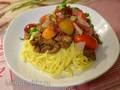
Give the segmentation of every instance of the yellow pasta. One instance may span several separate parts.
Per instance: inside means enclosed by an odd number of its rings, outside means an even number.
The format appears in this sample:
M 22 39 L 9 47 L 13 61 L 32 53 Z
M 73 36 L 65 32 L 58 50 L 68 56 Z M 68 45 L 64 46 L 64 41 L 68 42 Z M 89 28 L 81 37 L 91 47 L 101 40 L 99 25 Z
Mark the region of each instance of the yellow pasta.
M 51 76 L 72 76 L 78 70 L 84 70 L 92 64 L 74 43 L 68 49 L 61 49 L 56 54 L 36 53 L 29 40 L 23 42 L 20 52 L 21 58 L 31 63 L 38 70 L 42 70 Z

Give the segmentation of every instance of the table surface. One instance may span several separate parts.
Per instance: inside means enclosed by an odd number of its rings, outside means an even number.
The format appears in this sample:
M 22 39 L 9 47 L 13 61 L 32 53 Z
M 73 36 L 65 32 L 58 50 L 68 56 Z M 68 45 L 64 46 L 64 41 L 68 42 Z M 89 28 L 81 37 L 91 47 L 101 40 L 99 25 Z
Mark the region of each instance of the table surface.
M 97 0 L 87 5 L 100 13 L 113 27 L 120 41 L 120 0 Z M 5 27 L 6 28 L 6 27 Z M 0 28 L 4 29 L 4 28 Z M 1 90 L 120 90 L 120 56 L 115 65 L 99 78 L 83 85 L 50 88 L 32 85 L 14 75 L 4 62 L 3 35 L 0 32 L 0 88 Z M 12 81 L 12 82 L 11 82 Z

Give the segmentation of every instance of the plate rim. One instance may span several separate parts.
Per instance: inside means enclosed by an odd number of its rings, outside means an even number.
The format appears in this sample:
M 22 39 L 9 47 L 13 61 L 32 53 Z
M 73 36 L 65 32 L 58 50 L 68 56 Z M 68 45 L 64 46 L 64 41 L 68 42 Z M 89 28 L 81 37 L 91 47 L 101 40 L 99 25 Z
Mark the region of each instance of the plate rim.
M 101 14 L 99 14 L 96 10 L 94 10 L 94 9 L 92 9 L 92 8 L 90 8 L 90 7 L 81 5 L 81 4 L 69 4 L 69 5 L 76 5 L 77 7 L 78 7 L 78 6 L 79 6 L 79 7 L 82 6 L 82 7 L 85 7 L 85 8 L 89 8 L 89 9 L 91 9 L 92 11 L 94 11 L 95 13 L 97 13 L 97 14 L 98 14 L 101 18 L 103 18 L 104 21 L 109 25 L 112 33 L 115 35 L 115 38 L 116 38 L 116 40 L 117 40 L 117 44 L 118 44 L 118 46 L 120 47 L 120 45 L 119 45 L 119 40 L 118 40 L 118 38 L 117 38 L 116 33 L 114 32 L 114 30 L 113 30 L 113 28 L 111 27 L 111 25 L 107 22 L 107 20 L 106 20 Z M 4 39 L 3 39 L 3 52 L 4 52 L 4 58 L 5 58 L 5 61 L 6 61 L 6 63 L 7 63 L 7 66 L 8 66 L 8 67 L 10 68 L 10 70 L 11 70 L 15 75 L 17 75 L 19 78 L 21 78 L 22 80 L 27 81 L 27 82 L 29 82 L 29 83 L 32 83 L 32 84 L 35 84 L 35 83 L 33 83 L 31 80 L 28 80 L 28 79 L 24 78 L 22 75 L 20 75 L 20 73 L 14 71 L 14 69 L 13 69 L 13 68 L 10 66 L 10 64 L 8 63 L 8 60 L 7 60 L 6 55 L 5 55 L 5 47 L 4 47 L 4 46 L 5 46 L 6 36 L 7 36 L 7 33 L 8 33 L 8 29 L 9 29 L 9 27 L 14 23 L 14 21 L 15 21 L 17 18 L 19 18 L 19 16 L 21 16 L 21 15 L 24 14 L 24 13 L 31 12 L 31 11 L 34 11 L 34 10 L 37 10 L 37 9 L 40 9 L 40 8 L 48 8 L 48 7 L 55 7 L 55 6 L 56 6 L 56 5 L 38 7 L 38 8 L 30 9 L 30 10 L 27 10 L 27 11 L 24 11 L 24 12 L 20 13 L 19 15 L 17 15 L 17 16 L 10 22 L 8 28 L 6 29 L 5 35 L 4 35 Z M 118 47 L 118 48 L 119 48 L 119 47 Z M 99 75 L 97 75 L 97 76 L 94 77 L 94 78 L 89 78 L 89 79 L 87 79 L 87 80 L 84 81 L 84 82 L 69 83 L 69 84 L 65 84 L 65 85 L 63 85 L 63 84 L 62 84 L 62 85 L 61 85 L 61 84 L 60 84 L 60 85 L 59 85 L 59 84 L 52 84 L 52 83 L 50 82 L 51 84 L 50 84 L 49 87 L 68 87 L 68 86 L 74 86 L 74 85 L 81 85 L 81 84 L 84 84 L 84 83 L 89 82 L 89 81 L 91 81 L 91 80 L 94 80 L 94 79 L 100 77 L 101 75 L 103 75 L 104 73 L 106 73 L 108 70 L 111 69 L 111 67 L 112 67 L 112 66 L 115 64 L 115 62 L 117 61 L 117 59 L 118 59 L 118 57 L 119 57 L 119 54 L 120 54 L 120 48 L 119 48 L 118 54 L 116 55 L 116 59 L 114 60 L 114 63 L 112 63 L 111 66 L 109 66 L 109 68 L 107 68 L 106 70 L 103 70 Z M 37 84 L 37 85 L 41 85 L 41 84 Z M 47 86 L 47 85 L 44 85 L 44 86 Z

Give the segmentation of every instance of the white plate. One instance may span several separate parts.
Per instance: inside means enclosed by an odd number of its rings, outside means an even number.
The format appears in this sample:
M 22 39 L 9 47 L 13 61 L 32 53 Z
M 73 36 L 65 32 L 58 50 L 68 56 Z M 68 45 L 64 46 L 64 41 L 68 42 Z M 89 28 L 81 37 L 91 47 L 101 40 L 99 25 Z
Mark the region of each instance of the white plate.
M 38 22 L 41 15 L 51 13 L 55 9 L 55 6 L 46 6 L 22 13 L 8 27 L 4 38 L 4 54 L 8 66 L 16 75 L 34 84 L 65 87 L 93 80 L 113 66 L 119 55 L 119 42 L 111 26 L 96 11 L 78 4 L 72 6 L 90 13 L 95 30 L 103 41 L 102 46 L 97 49 L 97 60 L 94 62 L 94 65 L 80 75 L 70 78 L 53 79 L 40 73 L 32 65 L 20 60 L 19 52 L 22 41 L 19 37 L 23 36 L 24 26 L 28 23 Z

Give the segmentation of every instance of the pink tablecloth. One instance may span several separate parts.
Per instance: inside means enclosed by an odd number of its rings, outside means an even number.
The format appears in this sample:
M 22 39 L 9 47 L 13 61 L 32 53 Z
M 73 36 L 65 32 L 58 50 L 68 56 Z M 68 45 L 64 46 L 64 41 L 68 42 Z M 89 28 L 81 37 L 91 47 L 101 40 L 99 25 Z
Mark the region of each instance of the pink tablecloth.
M 99 12 L 113 27 L 120 40 L 120 0 L 98 0 L 89 7 Z M 3 58 L 0 36 L 0 90 L 120 90 L 120 57 L 115 65 L 96 80 L 70 88 L 45 88 L 21 80 L 11 73 Z

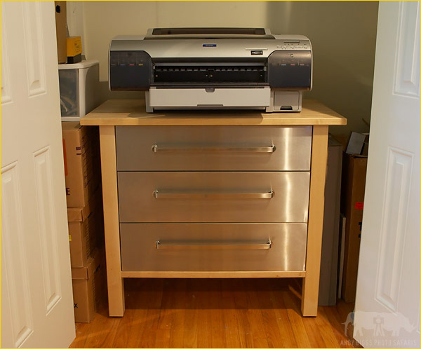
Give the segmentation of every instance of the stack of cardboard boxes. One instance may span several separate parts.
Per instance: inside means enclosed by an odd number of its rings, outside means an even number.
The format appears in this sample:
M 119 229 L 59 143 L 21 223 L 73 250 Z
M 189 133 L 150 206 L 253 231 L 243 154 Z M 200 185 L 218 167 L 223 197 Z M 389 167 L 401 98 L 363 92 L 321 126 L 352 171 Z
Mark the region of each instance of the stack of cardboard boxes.
M 105 289 L 98 128 L 62 123 L 74 317 L 89 322 Z

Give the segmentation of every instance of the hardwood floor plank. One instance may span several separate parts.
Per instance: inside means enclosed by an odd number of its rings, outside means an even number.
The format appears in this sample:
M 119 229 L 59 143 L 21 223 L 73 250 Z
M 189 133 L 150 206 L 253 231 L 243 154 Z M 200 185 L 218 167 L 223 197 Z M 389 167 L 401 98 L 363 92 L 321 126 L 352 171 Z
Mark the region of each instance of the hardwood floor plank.
M 276 303 L 273 301 L 272 290 L 267 280 L 262 280 L 264 289 L 258 296 L 259 308 L 263 319 L 263 327 L 269 348 L 282 348 L 286 344 L 278 326 Z M 291 331 L 292 333 L 292 331 Z
M 156 329 L 155 345 L 153 348 L 169 348 L 171 330 L 169 329 Z
M 345 335 L 353 304 L 302 317 L 300 289 L 295 279 L 128 279 L 124 317 L 109 317 L 105 300 L 70 348 L 360 348 Z
M 226 348 L 241 348 L 238 313 L 235 309 L 232 292 L 234 283 L 233 280 L 228 280 L 225 284 L 226 287 L 222 290 L 222 302 L 225 330 L 225 346 Z
M 170 347 L 182 348 L 184 343 L 182 327 L 185 321 L 186 308 L 186 279 L 176 279 L 173 281 L 174 289 L 174 313 L 171 322 L 170 334 Z
M 200 292 L 198 292 L 198 302 L 200 308 L 197 315 L 197 346 L 198 348 L 211 348 L 210 313 L 209 311 L 209 291 L 207 290 L 207 280 L 196 281 Z
M 192 280 L 187 280 L 186 294 L 186 309 L 183 329 L 183 347 L 197 348 L 199 309 L 197 290 L 193 287 Z
M 282 298 L 285 302 L 288 317 L 291 324 L 297 345 L 298 348 L 310 348 L 312 345 L 304 327 L 303 317 L 301 316 L 300 308 L 293 300 L 294 296 L 291 295 L 290 292 L 282 292 Z

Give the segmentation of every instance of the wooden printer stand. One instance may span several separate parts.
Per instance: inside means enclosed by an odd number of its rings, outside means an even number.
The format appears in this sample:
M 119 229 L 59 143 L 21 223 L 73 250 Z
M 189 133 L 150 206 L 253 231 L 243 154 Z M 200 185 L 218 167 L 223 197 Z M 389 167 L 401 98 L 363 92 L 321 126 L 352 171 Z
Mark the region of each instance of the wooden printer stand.
M 147 114 L 108 100 L 99 125 L 110 316 L 124 278 L 302 278 L 302 312 L 317 315 L 330 125 L 300 113 Z

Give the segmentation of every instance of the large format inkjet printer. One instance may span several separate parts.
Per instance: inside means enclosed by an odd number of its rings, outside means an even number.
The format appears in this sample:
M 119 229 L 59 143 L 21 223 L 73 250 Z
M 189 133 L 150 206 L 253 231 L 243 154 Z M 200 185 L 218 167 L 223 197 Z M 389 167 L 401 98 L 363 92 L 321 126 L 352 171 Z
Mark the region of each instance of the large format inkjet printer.
M 263 28 L 154 28 L 113 39 L 109 87 L 146 91 L 147 111 L 300 111 L 311 90 L 310 41 Z

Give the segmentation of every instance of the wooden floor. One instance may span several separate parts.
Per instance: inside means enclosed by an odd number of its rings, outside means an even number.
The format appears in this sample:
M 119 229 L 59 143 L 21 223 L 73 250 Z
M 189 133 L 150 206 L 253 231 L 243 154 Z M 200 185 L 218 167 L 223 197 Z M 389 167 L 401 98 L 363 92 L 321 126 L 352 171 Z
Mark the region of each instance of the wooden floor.
M 300 287 L 300 279 L 126 279 L 124 317 L 109 317 L 103 302 L 92 322 L 76 324 L 70 348 L 352 348 L 342 323 L 353 304 L 302 317 Z

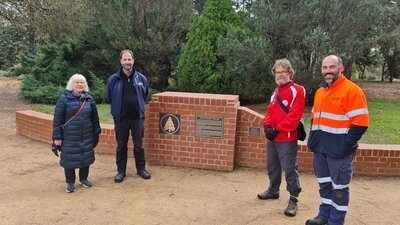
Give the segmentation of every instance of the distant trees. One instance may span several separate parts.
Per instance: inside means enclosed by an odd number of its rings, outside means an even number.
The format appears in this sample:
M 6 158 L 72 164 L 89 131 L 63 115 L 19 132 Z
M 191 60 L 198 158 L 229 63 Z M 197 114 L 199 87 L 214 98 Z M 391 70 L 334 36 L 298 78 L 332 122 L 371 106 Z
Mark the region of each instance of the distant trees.
M 129 48 L 159 91 L 256 102 L 275 86 L 272 63 L 286 57 L 310 102 L 327 54 L 343 58 L 349 78 L 368 67 L 400 78 L 399 27 L 397 0 L 4 0 L 0 70 L 17 65 L 29 74 L 21 95 L 50 102 L 73 73 L 101 86 Z
M 240 27 L 231 0 L 208 0 L 187 34 L 179 58 L 177 87 L 182 91 L 218 93 L 222 84 L 218 65 L 217 40 L 226 37 L 228 28 Z

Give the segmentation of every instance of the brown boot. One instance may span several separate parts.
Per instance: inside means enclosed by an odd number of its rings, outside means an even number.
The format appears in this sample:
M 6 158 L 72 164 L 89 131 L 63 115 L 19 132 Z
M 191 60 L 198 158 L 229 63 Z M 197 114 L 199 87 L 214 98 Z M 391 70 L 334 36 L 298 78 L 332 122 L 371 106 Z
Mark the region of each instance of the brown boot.
M 271 192 L 264 191 L 263 193 L 257 194 L 258 199 L 267 200 L 267 199 L 278 199 L 279 194 L 272 194 Z

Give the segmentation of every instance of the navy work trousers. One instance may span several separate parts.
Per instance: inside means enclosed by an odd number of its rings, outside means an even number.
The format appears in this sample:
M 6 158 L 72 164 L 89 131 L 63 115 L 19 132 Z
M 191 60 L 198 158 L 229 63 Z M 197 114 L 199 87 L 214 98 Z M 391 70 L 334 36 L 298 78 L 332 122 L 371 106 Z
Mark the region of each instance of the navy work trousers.
M 342 159 L 314 153 L 314 173 L 319 183 L 321 205 L 318 217 L 329 225 L 344 224 L 349 205 L 349 183 L 353 175 L 353 155 Z
M 143 149 L 144 119 L 121 119 L 118 122 L 114 122 L 115 138 L 117 140 L 116 162 L 118 173 L 126 173 L 129 132 L 131 133 L 133 140 L 133 154 L 135 156 L 136 170 L 144 170 L 146 165 Z
M 67 183 L 75 183 L 75 169 L 64 169 Z M 89 176 L 89 166 L 79 168 L 79 180 L 85 180 Z

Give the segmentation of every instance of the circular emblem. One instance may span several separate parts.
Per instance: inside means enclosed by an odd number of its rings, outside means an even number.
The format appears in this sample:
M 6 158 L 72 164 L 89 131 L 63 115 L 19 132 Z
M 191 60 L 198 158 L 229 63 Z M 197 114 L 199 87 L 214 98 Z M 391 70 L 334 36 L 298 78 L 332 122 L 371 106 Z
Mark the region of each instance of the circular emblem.
M 160 116 L 160 131 L 165 134 L 177 134 L 180 130 L 180 116 L 165 114 Z

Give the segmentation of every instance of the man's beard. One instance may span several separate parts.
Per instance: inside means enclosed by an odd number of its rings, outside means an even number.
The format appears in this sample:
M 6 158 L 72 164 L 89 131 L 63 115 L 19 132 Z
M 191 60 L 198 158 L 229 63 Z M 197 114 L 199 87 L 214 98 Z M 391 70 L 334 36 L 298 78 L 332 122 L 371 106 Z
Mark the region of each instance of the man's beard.
M 132 64 L 124 64 L 122 66 L 125 70 L 132 70 L 133 65 Z
M 329 77 L 326 77 L 327 75 L 330 75 Z M 340 72 L 335 76 L 335 74 L 333 73 L 326 73 L 324 75 L 324 80 L 326 83 L 328 83 L 328 85 L 332 85 L 339 77 Z

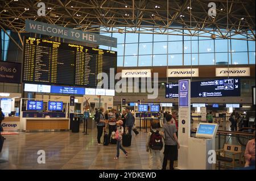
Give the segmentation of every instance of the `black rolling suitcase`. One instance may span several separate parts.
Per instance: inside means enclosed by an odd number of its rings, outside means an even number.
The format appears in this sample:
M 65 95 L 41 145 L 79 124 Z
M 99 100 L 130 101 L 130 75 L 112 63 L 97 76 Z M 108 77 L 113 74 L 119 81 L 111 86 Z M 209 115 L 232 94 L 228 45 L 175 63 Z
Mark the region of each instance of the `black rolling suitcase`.
M 127 134 L 123 135 L 123 146 L 131 146 L 131 136 Z
M 136 134 L 136 135 L 137 135 L 138 134 L 139 134 L 139 132 L 138 131 L 137 129 L 134 128 L 133 129 L 133 132 L 134 132 L 134 133 Z
M 3 148 L 3 142 L 5 142 L 5 138 L 3 136 L 0 134 L 0 153 L 2 151 L 2 149 Z
M 103 145 L 104 146 L 108 146 L 109 144 L 109 134 L 107 133 L 104 133 Z

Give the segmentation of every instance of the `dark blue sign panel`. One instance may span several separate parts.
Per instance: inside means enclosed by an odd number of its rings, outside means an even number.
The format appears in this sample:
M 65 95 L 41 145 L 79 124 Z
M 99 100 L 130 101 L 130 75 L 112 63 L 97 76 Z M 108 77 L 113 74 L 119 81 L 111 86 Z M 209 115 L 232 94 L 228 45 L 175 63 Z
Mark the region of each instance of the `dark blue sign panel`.
M 179 84 L 177 83 L 168 83 L 166 85 L 166 98 L 179 98 Z
M 148 111 L 148 106 L 147 104 L 138 104 L 139 112 L 147 112 Z
M 150 106 L 151 112 L 159 112 L 160 106 L 159 105 L 151 105 Z
M 62 111 L 63 109 L 63 102 L 49 101 L 48 102 L 48 110 L 49 111 Z
M 179 96 L 179 85 L 168 83 L 166 86 L 166 98 Z M 229 78 L 191 82 L 191 98 L 240 96 L 240 79 Z
M 240 96 L 240 80 L 229 78 L 193 82 L 191 98 L 208 98 Z
M 0 82 L 20 83 L 22 64 L 0 61 Z
M 188 86 L 188 80 L 179 81 L 179 106 L 188 107 L 189 106 Z
M 85 89 L 81 87 L 51 86 L 51 93 L 67 94 L 85 94 Z
M 42 111 L 43 108 L 43 101 L 28 100 L 27 102 L 27 111 Z

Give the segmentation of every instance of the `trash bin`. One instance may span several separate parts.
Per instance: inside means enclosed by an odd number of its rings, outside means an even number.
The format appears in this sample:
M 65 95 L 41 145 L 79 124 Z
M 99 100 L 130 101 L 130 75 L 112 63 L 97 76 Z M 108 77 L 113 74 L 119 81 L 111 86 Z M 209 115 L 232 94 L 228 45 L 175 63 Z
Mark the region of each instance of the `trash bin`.
M 72 133 L 79 133 L 80 124 L 78 117 L 74 117 L 72 121 Z

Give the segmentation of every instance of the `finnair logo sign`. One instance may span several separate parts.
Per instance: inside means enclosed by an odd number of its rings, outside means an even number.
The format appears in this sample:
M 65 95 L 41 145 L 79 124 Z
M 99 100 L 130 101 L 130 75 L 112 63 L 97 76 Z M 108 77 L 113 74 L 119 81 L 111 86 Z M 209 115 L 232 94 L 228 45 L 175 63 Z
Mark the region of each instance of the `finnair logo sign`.
M 216 68 L 216 77 L 250 76 L 250 68 Z
M 151 77 L 151 70 L 122 70 L 122 78 L 140 78 L 140 77 Z
M 189 77 L 199 76 L 199 69 L 169 69 L 167 71 L 168 77 Z

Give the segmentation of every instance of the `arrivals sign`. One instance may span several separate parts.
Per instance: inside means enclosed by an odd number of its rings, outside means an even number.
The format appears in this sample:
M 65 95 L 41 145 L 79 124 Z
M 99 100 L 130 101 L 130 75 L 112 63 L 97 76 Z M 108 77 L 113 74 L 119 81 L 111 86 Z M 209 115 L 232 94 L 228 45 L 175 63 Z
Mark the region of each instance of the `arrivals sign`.
M 216 77 L 249 77 L 250 68 L 216 68 Z
M 122 70 L 122 78 L 151 77 L 151 69 Z
M 199 70 L 196 69 L 169 69 L 167 70 L 168 77 L 197 77 Z
M 26 20 L 26 29 L 27 32 L 60 37 L 63 39 L 88 43 L 117 47 L 117 39 L 82 31 L 68 28 L 52 24 Z
M 20 83 L 21 64 L 0 61 L 0 82 Z
M 178 84 L 166 85 L 166 98 L 179 97 Z M 240 96 L 240 79 L 229 78 L 191 82 L 191 98 Z
M 240 96 L 240 80 L 229 78 L 193 82 L 191 98 L 210 98 Z

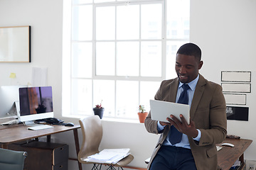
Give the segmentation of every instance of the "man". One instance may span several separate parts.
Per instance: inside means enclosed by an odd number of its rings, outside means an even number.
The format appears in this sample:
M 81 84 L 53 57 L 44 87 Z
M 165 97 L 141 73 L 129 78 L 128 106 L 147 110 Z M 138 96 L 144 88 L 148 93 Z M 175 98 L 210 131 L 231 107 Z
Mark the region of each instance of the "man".
M 203 64 L 201 51 L 196 45 L 187 43 L 178 49 L 175 66 L 178 77 L 163 81 L 155 100 L 180 103 L 181 98 L 186 98 L 191 108 L 190 125 L 182 115 L 182 122 L 171 115 L 172 120 L 166 118 L 167 123 L 151 120 L 149 112 L 144 123 L 146 129 L 161 136 L 149 169 L 218 169 L 215 144 L 222 142 L 227 134 L 225 101 L 221 86 L 199 74 Z

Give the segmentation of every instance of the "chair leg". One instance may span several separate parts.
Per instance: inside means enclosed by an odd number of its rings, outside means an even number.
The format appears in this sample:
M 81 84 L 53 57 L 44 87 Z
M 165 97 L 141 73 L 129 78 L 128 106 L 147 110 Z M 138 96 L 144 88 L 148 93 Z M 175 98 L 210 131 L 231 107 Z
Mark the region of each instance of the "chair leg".
M 107 170 L 116 170 L 116 169 L 114 167 L 114 166 L 109 165 L 109 167 L 107 169 Z
M 100 166 L 100 169 L 98 169 L 99 166 Z M 93 166 L 92 168 L 92 170 L 100 170 L 101 166 L 102 166 L 102 164 L 93 164 Z

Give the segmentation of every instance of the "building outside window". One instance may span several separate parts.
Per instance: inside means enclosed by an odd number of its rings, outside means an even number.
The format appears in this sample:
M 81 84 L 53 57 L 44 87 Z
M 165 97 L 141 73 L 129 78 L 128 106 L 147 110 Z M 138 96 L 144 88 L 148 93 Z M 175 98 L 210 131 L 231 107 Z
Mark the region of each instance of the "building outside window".
M 178 48 L 189 40 L 189 0 L 66 0 L 63 113 L 136 119 L 163 79 L 176 77 Z

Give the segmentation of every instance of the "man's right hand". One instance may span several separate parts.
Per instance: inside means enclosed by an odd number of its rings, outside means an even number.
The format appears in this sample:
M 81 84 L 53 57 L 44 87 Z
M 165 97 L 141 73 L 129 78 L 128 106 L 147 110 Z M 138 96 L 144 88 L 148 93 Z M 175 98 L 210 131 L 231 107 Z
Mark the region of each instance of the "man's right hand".
M 171 125 L 171 124 L 170 123 L 166 123 L 166 122 L 159 121 L 159 123 L 160 123 L 162 126 Z

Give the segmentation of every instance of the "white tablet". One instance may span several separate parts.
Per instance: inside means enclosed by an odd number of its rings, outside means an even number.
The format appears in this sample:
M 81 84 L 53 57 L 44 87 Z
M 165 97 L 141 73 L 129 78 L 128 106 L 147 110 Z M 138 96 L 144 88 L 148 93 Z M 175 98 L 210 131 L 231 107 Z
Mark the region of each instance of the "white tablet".
M 182 114 L 189 125 L 189 105 L 156 100 L 150 100 L 149 102 L 152 120 L 169 123 L 167 117 L 174 115 L 181 121 L 179 115 Z

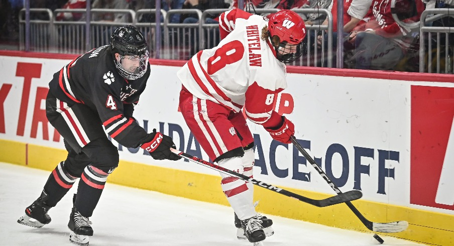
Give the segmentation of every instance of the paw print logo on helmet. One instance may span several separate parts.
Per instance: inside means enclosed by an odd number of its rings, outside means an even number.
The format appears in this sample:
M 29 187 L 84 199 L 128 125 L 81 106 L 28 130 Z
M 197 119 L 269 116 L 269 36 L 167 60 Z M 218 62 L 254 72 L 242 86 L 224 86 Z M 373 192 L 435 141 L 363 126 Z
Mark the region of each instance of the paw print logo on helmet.
M 112 82 L 115 81 L 115 78 L 113 77 L 113 74 L 110 71 L 105 73 L 104 74 L 104 76 L 102 76 L 102 78 L 104 79 L 104 82 L 109 85 L 111 84 Z

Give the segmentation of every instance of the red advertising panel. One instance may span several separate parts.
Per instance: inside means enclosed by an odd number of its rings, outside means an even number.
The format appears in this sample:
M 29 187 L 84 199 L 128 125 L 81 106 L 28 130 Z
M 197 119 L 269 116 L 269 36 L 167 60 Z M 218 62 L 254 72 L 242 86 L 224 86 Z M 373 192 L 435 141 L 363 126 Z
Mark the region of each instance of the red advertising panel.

● ● ● ● ● ● ●

[Goal]:
Rewrite every line in the stretch from the line containing "Give the segmentation of every instance of the wooden floor." through the line containing "M 240 27 L 231", requests included. Scale each coordinate in the answers by 1.6 and round to whole numbers, with halves rounded up; leave the numbers in the requests and their format samples unchanged, and leave the pictures out.

[Right answer]:
Give the segmentation of every instance of the wooden floor. One instance may span several separate parts.
Per instance: inside means enclosed by an odd number of its rings, outside means an even number.
The format appears in this sample:
M 119 229 L 59 143 L 21 223 L 73 250 Z
M 189 133 L 150 206 L 253 231 L 243 154 Z M 200 185 L 218 167 L 223 197 Z M 389 167 L 401 98 L 363 92 L 321 126 L 352 171 Z
Mark the region of each instance of the wooden floor.
M 480 459 L 480 446 L 202 446 L 198 507 L 174 507 L 165 483 L 147 515 L 122 518 L 112 557 L 563 557 L 547 517 L 565 486 L 483 507 Z

Give the segmentation of every instance of the distant trees. One instance may span several separate parts.
Per instance: inside means enclosed by an odd number of its rings, outside means an even number.
The format appears in this sample:
M 6 158 L 72 164 L 89 131 L 63 115 L 19 132 Z
M 191 60 L 198 158 L 229 63 Z M 197 114 L 199 87 L 214 98 Z M 391 70 L 334 36 L 298 78 L 332 122 L 371 106 Z
Mark the region of each instance of the distant trees.
M 206 77 L 254 146 L 410 163 L 440 138 L 435 101 L 458 91 L 496 163 L 523 86 L 549 93 L 558 125 L 589 107 L 640 125 L 638 43 L 635 0 L 6 0 L 0 112 L 27 104 L 46 118 L 34 152 L 80 163 L 117 117 L 162 138 Z
M 384 43 L 370 0 L 333 0 L 299 54 L 286 93 L 283 139 L 291 146 L 349 149 L 355 134 L 349 104 L 347 64 L 362 59 L 365 45 Z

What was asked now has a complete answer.